Skip to content

ValentinNimigean/PPP223

Folders and files

NameName
Last commit message
Last commit date

Latest commit

 

History

20 Commits
 
 
 
 
 
 
 
 
 
 
 
 
 
 
 
 
 
 
 
 
 
 
 
 
 
 
 
 
 
 
 
 
 
 
 
 
 
 
 
 
 
 
 
 
 
 
 
 
 
 
 
 
 
 

Repository files navigation

PPP223

Python Code Understanding SLM Agent

Team Mobtrap

Members

  • Nimigean Valentin
  • Balog David
  • Soptelea Sebastian
  • Szarics Iulia

For setup, demo commands, evaluation, and fine-tuning instructions, see HOW_TO_USE.md.

Overview

This project focuses on building a Small Language Model (SLM) agent designed for deep Python code understanding. The core objective is to move beyond simple text-matching to create a system that understands the hierarchical nature of Python.


Installation

Choose the installation path that matches your use case:

  • Dev/Demo (Runtime Only):

    pip install -r requirements.txt

    Note: Requires Ollama to be running locally for SLM inference.

  • Training (GPU Machine Only):

    pip install -r requirements-train.txt

    Note: Requires NVIDIA GPU with CUDA 12.1+. VRAM: 4-6GB (SFT), 6GB+ (DPO).

  • Contributing (Development):

    pip install -r requirements-dev.txt

Architecture

1. Dataset Selection: The Training Mixture

To ensure excellence in code reasoning, the agent utilizes a three-tier data strategy:

  • High-Signal Code: Leveraging The Stack v2 (Python Subset) for diverse repository exposure and CodeSearchNet for alignment between logic and natural language.
  • Logic Benchmarking: Integrating Human Eval and PyCode Bench during the SFT (Supervised Fine-Tuning) phase for logical consistency .

[Image-backed grounding data]
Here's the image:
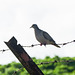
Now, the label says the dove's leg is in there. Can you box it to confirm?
[40,43,46,46]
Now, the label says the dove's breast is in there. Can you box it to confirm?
[35,31,49,44]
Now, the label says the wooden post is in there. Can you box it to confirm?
[5,37,44,75]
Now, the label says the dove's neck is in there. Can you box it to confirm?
[34,27,40,34]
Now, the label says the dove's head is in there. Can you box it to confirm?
[30,24,38,29]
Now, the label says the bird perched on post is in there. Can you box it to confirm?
[30,24,60,48]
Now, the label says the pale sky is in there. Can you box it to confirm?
[0,0,75,64]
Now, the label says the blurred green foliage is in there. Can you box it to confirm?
[0,56,75,75]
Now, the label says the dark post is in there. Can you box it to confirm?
[5,37,44,75]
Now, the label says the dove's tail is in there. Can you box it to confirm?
[53,44,60,48]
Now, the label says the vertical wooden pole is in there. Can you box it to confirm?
[5,37,44,75]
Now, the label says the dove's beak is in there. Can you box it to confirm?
[30,26,32,28]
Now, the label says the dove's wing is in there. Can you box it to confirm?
[43,31,55,44]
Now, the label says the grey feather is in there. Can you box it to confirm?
[31,24,60,48]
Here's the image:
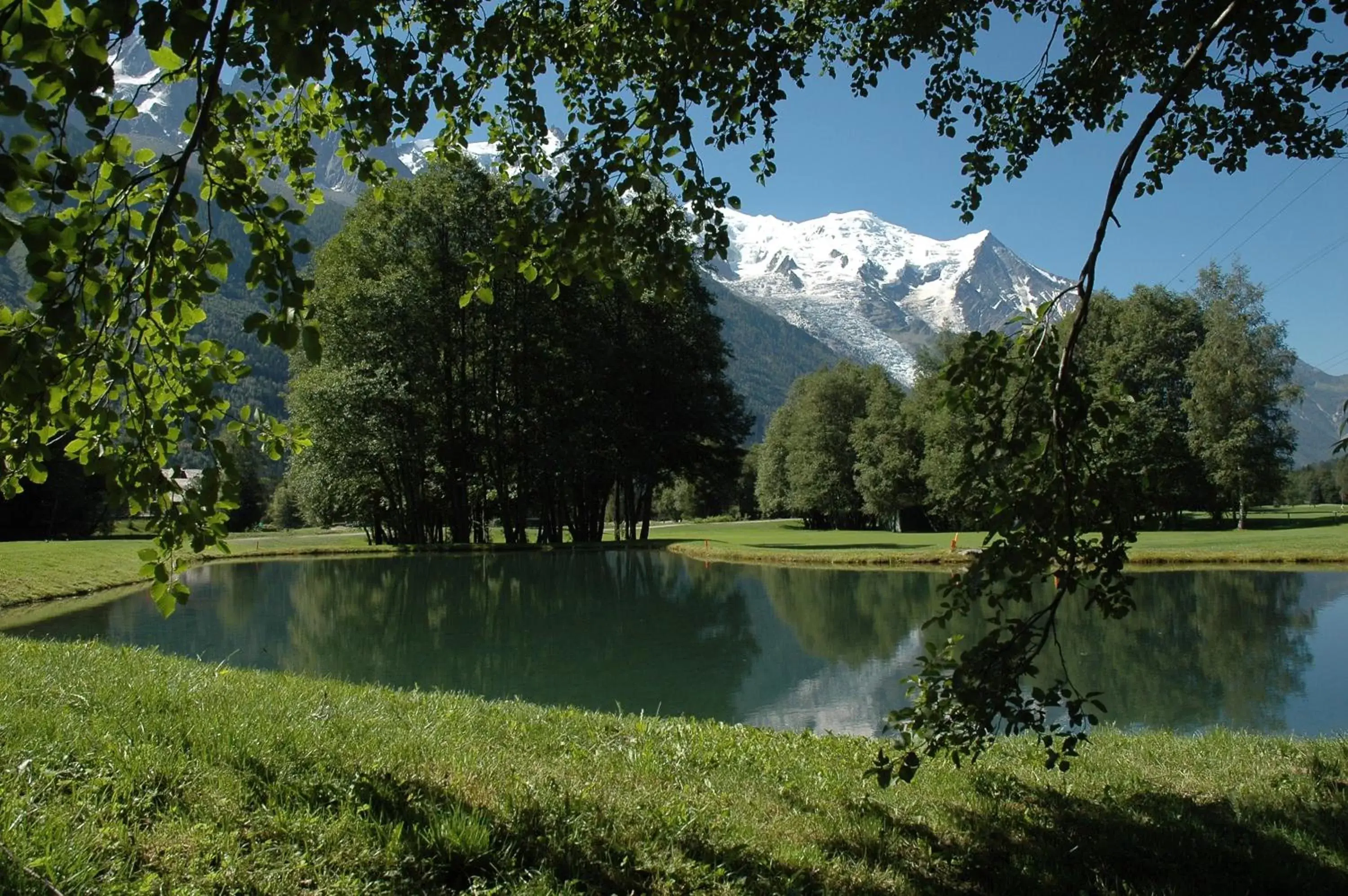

=== EXERCISE REQUIREMENTS ===
1. According to the PPP223 README, what must be running locally for SLM inference in the Dev/Demo setup?
2. Print the part of the PPP223 README between "Team Mobtrap" and "instructions, see HOW_TO_USE.md.", inclusive.
3. Carry on the PPP223 README from the point where it stops.
The items aren't needed here.

=== RESPONSES BY ITEM NUMBER ===
1. Ollama

2.
Team Mobtrap

Members

  • Nimigean Valentin
  • Balog David
  • Soptelea Sebastian
  • Szarics Iulia

For setup, demo commands, evaluation, and fine-tuning instructions, see HOW_TO_USE.md.

3.
  • Synthetic Reasoning: Generating synthetic Q&A pairs from complex dependency graphs to teach the model how different repository files interact.

2. Chunking Strategy: AST-Based Parsing

We have moved away from character-count chunking in favor of Abstract Syntax Tree (AST) Chunking :

  • Structural Integrity: Code is split into logical blocks such as Classes, Methods, and Functions .
  • Context Preservation: Every chunk includes decorators, function signatures, and inheritance info to ensure the model maintains the "context" of a code snippet.

3. Model & Vector Database Choices

  • Primary Models: Qwen2.5-Coder-3B as the primary model, 1.5B as the lightweight fallback
  • Vector Storage: Qdrant is selected for its advanced filtering capabilities, allowing for specific metadata queries (e.g., finding methods within a specific class).

4. RAG Strategies

The system experiments with two advanced retrieval methods:

  • Repo Map Retrieval: Providing a "bird's eye view" of the entire file structure before fetching specific code.
  • Hybrid Search: Combining Vector embeddings for semantic meaning with BM25 keyword search for finding specific variable or function names.

Project Roadmap (Weeks 7-12)

Phase 1: Sprinting Foundations (Weeks 7-8)

  • Week 7: Implementing the AST parser and metadata attachment.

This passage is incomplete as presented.